Retype the lines below word for word, starting with the line that contains "Locate the green grass, then" and ending with the line that contains "[[607, 559], [876, 457]]", both included.

——

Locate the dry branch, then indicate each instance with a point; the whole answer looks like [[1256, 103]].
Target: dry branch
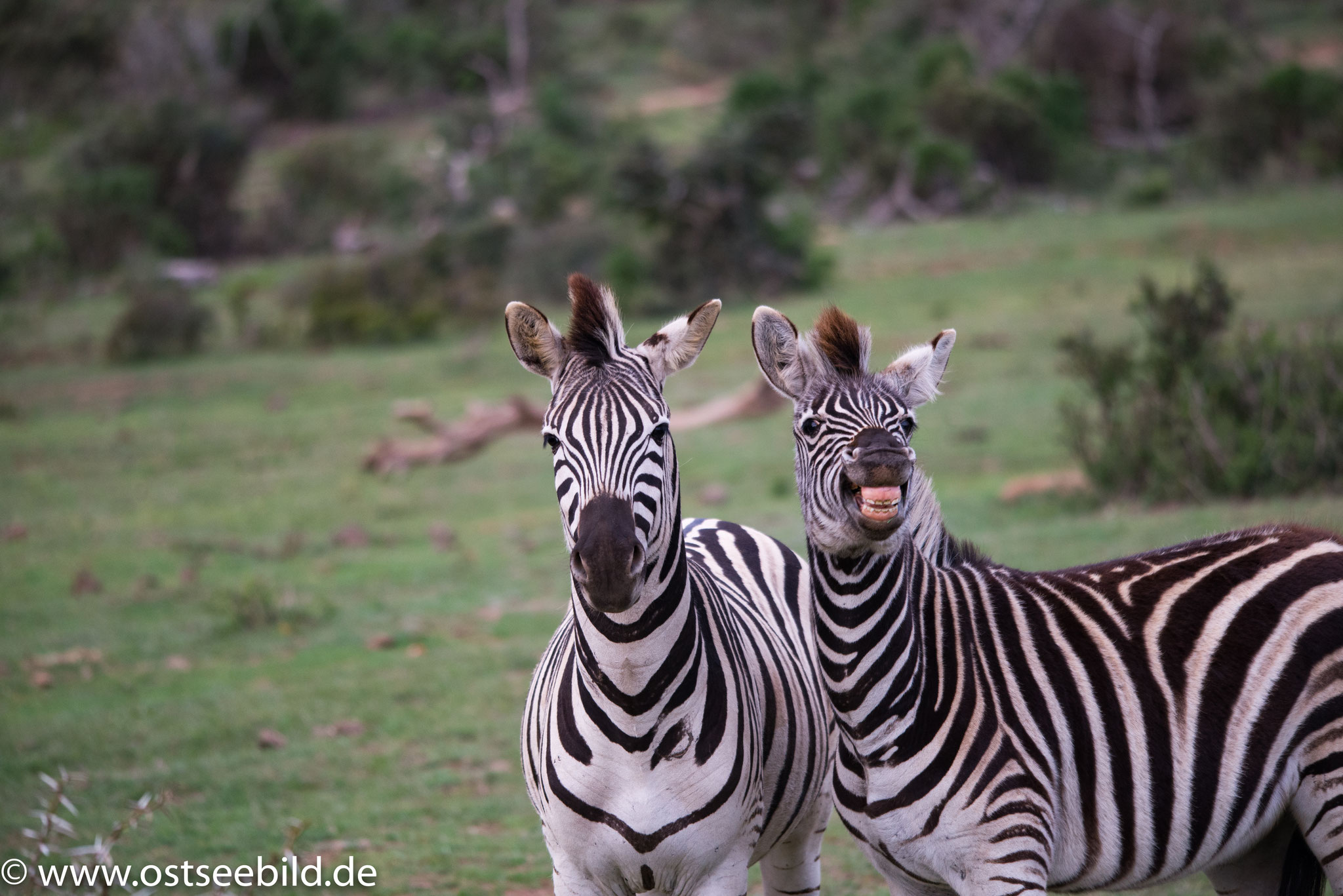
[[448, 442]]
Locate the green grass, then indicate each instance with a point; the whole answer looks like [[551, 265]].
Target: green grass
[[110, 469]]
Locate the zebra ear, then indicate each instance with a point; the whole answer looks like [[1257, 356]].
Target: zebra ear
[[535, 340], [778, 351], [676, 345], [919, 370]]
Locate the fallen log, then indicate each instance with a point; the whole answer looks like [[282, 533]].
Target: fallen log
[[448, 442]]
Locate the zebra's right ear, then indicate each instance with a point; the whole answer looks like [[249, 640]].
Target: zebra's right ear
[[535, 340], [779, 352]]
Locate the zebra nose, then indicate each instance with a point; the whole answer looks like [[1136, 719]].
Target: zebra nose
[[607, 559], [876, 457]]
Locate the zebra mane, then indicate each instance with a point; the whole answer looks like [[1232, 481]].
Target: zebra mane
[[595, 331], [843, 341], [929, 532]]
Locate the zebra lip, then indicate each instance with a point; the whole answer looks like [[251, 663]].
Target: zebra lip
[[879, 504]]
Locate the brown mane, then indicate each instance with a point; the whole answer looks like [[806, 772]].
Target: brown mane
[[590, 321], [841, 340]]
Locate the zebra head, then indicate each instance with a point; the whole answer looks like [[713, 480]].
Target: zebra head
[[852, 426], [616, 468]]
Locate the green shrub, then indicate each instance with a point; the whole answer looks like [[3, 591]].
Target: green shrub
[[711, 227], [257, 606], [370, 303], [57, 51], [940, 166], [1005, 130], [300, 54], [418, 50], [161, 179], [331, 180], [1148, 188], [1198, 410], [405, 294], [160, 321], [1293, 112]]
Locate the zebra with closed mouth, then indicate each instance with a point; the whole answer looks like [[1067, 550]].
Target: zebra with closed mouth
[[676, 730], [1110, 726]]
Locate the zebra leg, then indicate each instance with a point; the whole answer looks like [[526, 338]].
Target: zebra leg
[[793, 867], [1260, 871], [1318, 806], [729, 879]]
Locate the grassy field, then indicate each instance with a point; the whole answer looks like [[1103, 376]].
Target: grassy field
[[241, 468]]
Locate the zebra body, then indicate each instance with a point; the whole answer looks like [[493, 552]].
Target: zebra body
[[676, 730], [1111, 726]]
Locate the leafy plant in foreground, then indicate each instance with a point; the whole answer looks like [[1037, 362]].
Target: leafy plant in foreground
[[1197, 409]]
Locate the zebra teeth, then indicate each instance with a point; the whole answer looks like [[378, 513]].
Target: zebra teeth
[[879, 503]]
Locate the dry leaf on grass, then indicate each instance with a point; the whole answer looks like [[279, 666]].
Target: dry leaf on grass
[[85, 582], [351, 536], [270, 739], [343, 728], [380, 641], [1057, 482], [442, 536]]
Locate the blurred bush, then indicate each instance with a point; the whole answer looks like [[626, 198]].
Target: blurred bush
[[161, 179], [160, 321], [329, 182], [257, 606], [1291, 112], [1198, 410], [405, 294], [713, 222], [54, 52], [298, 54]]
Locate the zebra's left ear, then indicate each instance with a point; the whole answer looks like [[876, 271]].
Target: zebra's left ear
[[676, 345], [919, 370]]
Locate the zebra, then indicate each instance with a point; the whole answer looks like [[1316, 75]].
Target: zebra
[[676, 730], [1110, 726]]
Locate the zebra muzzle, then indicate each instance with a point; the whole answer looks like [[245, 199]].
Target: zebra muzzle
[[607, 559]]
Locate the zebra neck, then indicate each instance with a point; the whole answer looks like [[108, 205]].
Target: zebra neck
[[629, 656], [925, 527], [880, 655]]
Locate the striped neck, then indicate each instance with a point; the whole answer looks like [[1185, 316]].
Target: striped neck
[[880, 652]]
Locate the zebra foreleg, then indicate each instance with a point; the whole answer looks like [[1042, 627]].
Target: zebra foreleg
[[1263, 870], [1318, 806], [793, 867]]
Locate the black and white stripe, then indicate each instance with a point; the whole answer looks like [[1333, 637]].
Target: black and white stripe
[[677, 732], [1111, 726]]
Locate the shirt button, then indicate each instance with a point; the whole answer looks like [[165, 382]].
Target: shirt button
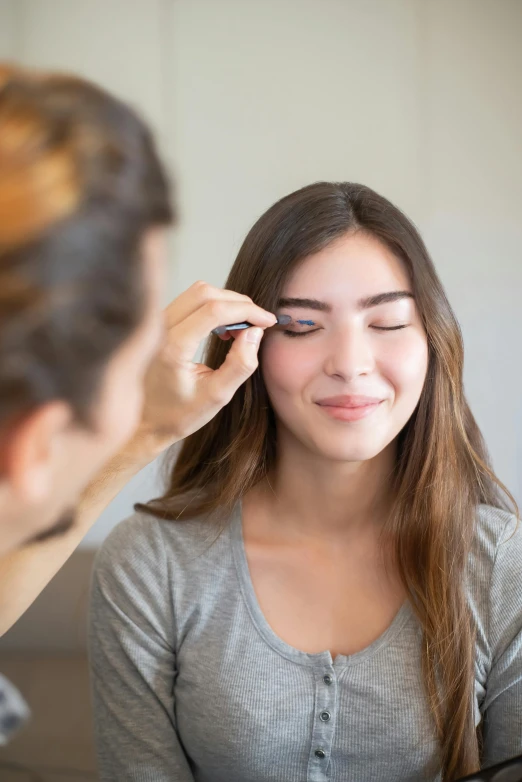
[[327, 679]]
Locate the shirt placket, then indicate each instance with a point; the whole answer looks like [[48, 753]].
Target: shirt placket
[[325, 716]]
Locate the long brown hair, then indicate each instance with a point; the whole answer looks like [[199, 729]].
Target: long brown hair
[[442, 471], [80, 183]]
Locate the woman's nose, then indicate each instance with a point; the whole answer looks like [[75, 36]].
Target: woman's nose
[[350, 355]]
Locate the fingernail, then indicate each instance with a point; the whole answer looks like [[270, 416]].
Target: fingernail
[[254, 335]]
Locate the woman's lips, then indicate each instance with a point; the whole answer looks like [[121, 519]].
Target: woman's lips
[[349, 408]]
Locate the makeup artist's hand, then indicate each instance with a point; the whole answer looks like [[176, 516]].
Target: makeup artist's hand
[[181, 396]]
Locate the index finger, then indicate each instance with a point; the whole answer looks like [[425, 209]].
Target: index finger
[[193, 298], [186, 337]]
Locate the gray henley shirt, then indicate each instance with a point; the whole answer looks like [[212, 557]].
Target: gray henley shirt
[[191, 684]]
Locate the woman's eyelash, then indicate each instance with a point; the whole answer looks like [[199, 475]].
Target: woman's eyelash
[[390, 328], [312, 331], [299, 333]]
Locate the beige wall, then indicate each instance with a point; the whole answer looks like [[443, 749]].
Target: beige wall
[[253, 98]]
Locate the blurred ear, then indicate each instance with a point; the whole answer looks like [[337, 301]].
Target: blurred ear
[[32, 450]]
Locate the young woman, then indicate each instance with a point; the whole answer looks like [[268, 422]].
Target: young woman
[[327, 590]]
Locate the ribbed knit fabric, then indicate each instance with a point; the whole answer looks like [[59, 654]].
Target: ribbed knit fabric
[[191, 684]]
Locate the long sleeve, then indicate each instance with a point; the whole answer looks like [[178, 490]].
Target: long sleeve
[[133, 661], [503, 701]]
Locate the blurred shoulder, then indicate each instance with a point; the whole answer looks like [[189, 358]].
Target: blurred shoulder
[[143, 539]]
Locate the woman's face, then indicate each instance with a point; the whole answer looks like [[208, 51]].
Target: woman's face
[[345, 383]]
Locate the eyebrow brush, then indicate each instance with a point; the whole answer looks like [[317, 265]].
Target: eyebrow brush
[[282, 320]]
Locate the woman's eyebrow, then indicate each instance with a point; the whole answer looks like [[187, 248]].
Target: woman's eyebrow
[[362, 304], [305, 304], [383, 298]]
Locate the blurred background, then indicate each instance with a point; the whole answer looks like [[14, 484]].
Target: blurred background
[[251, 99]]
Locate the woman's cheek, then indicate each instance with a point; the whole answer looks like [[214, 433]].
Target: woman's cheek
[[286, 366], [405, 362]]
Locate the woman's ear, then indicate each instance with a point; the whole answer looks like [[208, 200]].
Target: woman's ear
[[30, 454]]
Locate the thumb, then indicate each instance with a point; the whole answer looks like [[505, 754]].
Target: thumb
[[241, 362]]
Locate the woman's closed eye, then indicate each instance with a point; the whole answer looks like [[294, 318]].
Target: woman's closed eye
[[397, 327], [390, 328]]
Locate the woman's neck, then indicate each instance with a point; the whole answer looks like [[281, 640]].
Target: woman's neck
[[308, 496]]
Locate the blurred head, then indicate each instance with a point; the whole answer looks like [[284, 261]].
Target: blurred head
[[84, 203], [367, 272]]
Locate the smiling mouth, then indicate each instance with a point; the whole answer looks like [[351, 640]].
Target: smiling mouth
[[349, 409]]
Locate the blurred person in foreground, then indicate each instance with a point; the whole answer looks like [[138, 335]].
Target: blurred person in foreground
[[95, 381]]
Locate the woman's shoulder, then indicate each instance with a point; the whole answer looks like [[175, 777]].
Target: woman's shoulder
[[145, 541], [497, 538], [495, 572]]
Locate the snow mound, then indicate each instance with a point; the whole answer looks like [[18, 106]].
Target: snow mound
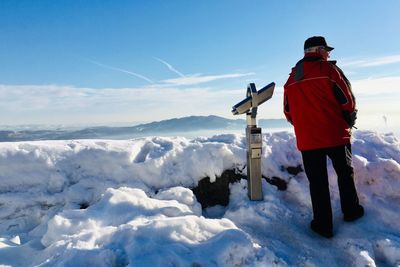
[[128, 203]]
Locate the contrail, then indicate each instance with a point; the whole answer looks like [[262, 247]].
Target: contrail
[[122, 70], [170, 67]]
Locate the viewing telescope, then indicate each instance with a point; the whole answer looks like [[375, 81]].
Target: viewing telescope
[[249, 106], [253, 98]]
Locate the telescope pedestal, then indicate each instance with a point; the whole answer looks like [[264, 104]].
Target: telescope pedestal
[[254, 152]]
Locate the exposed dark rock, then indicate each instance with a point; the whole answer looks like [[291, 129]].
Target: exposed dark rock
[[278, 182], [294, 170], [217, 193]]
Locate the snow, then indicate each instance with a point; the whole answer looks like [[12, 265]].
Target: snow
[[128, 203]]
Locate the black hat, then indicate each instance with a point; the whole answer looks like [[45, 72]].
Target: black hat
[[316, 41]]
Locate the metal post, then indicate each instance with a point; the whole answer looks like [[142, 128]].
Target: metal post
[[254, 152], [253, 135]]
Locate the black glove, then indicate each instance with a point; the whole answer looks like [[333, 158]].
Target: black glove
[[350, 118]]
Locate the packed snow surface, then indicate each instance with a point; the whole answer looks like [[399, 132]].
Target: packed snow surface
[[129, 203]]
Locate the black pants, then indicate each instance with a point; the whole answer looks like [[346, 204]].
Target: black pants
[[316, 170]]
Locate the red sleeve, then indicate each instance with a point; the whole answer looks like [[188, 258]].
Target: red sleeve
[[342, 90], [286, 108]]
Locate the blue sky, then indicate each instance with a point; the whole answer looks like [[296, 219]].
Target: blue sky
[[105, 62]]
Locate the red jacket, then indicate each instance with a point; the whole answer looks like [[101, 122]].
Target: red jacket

——

• Response to the exercise:
Locate the green grass, then indicate each instance with a point; the whole answer looks like [[551, 265]].
Target: green grass
[[110, 469]]
Locate the zebra ear, then indicate each instance with a point; the whole answer looks like [[1257, 356]].
Target: zebra ear
[[535, 340], [778, 351], [676, 345], [919, 370]]
Locate the fallen log, then indicate each instance with a point; the whole answer looks like [[282, 533]].
Target: fallen log
[[448, 442]]
Locate the zebra's right ear, then indicate each instance with a point; the whole answer looks like [[249, 640]].
Target: zebra's right ear
[[535, 340], [779, 352]]
Locate the zebra nose, then indicate each instance with a point; the whole answer looks like [[1136, 719]].
Target: zebra nose
[[607, 559], [876, 457]]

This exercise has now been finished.